**Quoted passage**
# Skinny spare for Cruze Diesel?



## Cruze2.0Diesel (Jun 30, 2013)

Should be the same as the non-diesel with the same size rim package.


----------



## Patman (May 7, 2011)

The non diesel is 5X105 and the diesel is 5X115 bolt patter respectively(they are different(diesel/Non-Diesel) go figure). You should be able to locate a spare tire in a junk yard for a GM car that has that bolt pattern like a grand am, Alero etc.


----------



## brian v (Dec 25, 2011)

GM Parts Direct: Your direct source for Genuine GM Parts


----------



## oilburner (Jun 13, 2013)

Garandman said:


> I'd like to get one of the donut spares for this car. Is there such a part from GM?


go get a donut spare at the wreckers from a 03 chev impala. will fit perfect


----------



## Garandman (Dec 31, 2013)

brian v said:


> GM Parts Direct: Your direct source for Genuine GM Parts


Finding a place to buy it is not a problem, I was looking for a specific size or part number.


----------



## Patman (May 7, 2011)

Garandman said:


> Finding a place to buy it is not a problem, I was looking for a specific size or part number.


Well as like the Eco that does not come with a spare, I and Obermd bought spares that fit the regular Cruze. Both our cars have the 17 in wheels and tires like your diesel does but we were forced to buy 16 in spares as that is the only thing available for our bolt pattern. Your Diesel has 5X115 bolt pattern so you could probably find a 17 inch spare from an older GM car. I truly do not think there is a specific part number. As far as size I would go with any spare from a GM car with the 17 in wheels/tires on it. jack and tire tool is at your discretion. You may need to rearrange your trunk some with the DEF canister. We had to replace a "hole" in our trunk(the existing trunk form piece with the tire inflator with a flat panel cover for the spare tire. At least that is what I did.


----------



## Garandman (Dec 31, 2013)

**Exercise details**
Extract the forum thread about a spare tire for the Cruze Diesel in full, word for word. The entries come from a separate source, not from the forum thread.

[Named-object pointing entries]
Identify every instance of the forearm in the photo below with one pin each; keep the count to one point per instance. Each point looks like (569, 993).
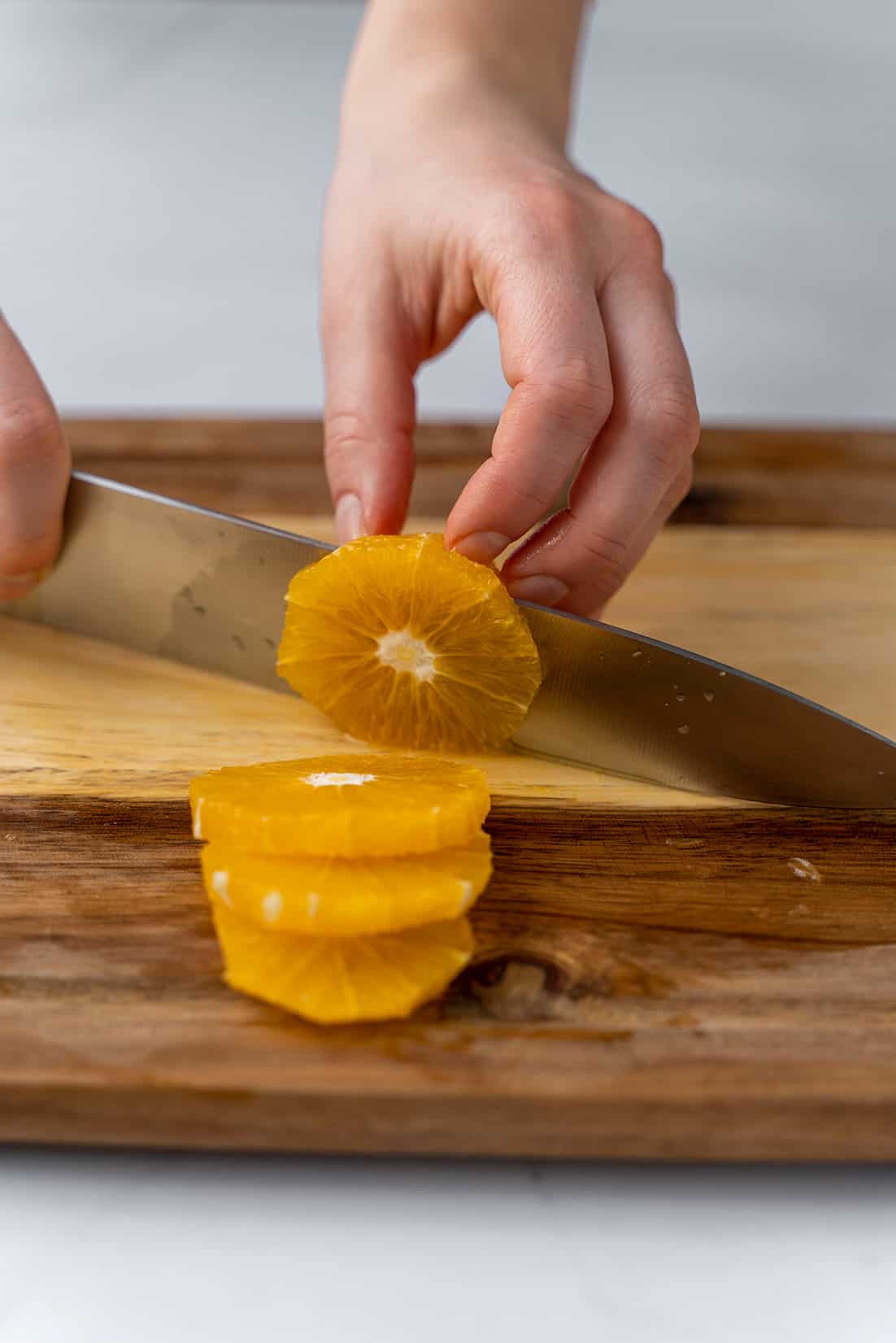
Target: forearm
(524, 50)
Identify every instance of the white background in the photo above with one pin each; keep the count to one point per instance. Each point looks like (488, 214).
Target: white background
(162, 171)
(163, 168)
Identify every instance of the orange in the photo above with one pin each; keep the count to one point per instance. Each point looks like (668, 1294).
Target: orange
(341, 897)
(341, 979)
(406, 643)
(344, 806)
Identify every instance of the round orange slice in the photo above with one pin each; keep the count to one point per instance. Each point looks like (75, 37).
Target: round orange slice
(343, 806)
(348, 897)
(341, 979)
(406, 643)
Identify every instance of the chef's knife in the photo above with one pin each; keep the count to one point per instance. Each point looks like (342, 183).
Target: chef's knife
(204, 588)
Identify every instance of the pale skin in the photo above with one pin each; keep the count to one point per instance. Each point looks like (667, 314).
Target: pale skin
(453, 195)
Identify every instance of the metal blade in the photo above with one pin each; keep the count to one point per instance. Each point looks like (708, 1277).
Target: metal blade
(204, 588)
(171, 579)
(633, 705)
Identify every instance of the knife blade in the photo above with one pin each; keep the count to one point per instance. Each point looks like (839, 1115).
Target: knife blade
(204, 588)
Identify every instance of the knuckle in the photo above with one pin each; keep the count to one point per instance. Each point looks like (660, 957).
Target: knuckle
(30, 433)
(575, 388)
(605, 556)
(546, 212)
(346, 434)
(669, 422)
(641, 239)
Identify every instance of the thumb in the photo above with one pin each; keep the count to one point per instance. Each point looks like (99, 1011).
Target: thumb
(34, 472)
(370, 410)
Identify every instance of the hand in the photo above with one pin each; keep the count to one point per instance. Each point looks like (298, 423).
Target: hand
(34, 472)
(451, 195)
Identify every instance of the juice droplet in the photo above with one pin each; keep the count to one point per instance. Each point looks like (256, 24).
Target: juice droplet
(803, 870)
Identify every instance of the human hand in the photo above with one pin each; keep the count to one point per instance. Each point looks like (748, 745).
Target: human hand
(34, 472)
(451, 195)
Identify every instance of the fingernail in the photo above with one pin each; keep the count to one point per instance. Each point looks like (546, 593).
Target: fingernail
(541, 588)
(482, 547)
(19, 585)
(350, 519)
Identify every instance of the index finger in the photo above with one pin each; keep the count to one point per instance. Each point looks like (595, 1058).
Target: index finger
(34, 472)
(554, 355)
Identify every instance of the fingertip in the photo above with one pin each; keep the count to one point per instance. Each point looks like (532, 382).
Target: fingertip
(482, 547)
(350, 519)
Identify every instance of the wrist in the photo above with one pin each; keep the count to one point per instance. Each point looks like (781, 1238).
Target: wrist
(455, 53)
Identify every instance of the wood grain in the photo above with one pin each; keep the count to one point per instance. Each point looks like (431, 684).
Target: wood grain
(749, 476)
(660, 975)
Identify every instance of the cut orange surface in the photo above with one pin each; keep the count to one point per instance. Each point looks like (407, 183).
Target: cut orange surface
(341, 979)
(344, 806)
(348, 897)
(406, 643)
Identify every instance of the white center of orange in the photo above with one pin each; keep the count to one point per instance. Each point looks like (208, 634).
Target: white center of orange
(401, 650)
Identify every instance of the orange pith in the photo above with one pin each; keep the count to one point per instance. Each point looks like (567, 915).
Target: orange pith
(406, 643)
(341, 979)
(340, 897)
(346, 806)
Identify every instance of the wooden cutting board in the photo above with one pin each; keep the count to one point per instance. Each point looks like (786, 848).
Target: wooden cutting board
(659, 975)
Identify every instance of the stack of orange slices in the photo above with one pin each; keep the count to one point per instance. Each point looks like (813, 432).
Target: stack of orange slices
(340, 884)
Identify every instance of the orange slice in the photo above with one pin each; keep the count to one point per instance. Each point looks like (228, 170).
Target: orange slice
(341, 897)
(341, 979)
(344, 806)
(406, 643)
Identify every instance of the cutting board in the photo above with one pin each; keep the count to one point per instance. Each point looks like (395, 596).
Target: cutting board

**Final result**
# Skinny spare for Cruze Diesel?



## Cruze2.0Diesel (Jun 30, 2013)

Should be the same as the non-diesel with the same size rim package.


----------



## Patman (May 7, 2011)

The non diesel is 5X105 and the diesel is 5X115 bolt patter respectively(they are different(diesel/Non-Diesel) go figure). You should be able to locate a spare tire in a junk yard for a GM car that has that bolt pattern like a grand am, Alero etc.


----------



## brian v (Dec 25, 2011)

GM Parts Direct: Your direct source for Genuine GM Parts


----------



## oilburner (Jun 13, 2013)

Garandman said:


> I'd like to get one of the donut spares for this car. Is there such a part from GM?


go get a donut spare at the wreckers from a 03 chev impala. will fit perfect


----------



## Garandman (Dec 31, 2013)

brian v said:


> GM Parts Direct: Your direct source for Genuine GM Parts


Finding a place to buy it is not a problem, I was looking for a specific size or part number.


----------



## Patman (May 7, 2011)

Garandman said:


> Finding a place to buy it is not a problem, I was looking for a specific size or part number.


Well as like the Eco that does not come with a spare, I and Obermd bought spares that fit the regular Cruze. Both our cars have the 17 in wheels and tires like your diesel does but we were forced to buy 16 in spares as that is the only thing available for our bolt pattern. Your Diesel has 5X115 bolt pattern so you could probably find a 17 inch spare from an older GM car. I truly do not think there is a specific part number. As far as size I would go with any spare from a GM car with the 17 in wheels/tires on it. jack and tire tool is at your discretion. You may need to rearrange your trunk some with the DEF canister. We had to replace a "hole" in our trunk(the existing trunk form piece with the tire inflator with a flat panel cover for the spare tire. At least that is what I did.


----------



## Garandman (Dec 31, 2013)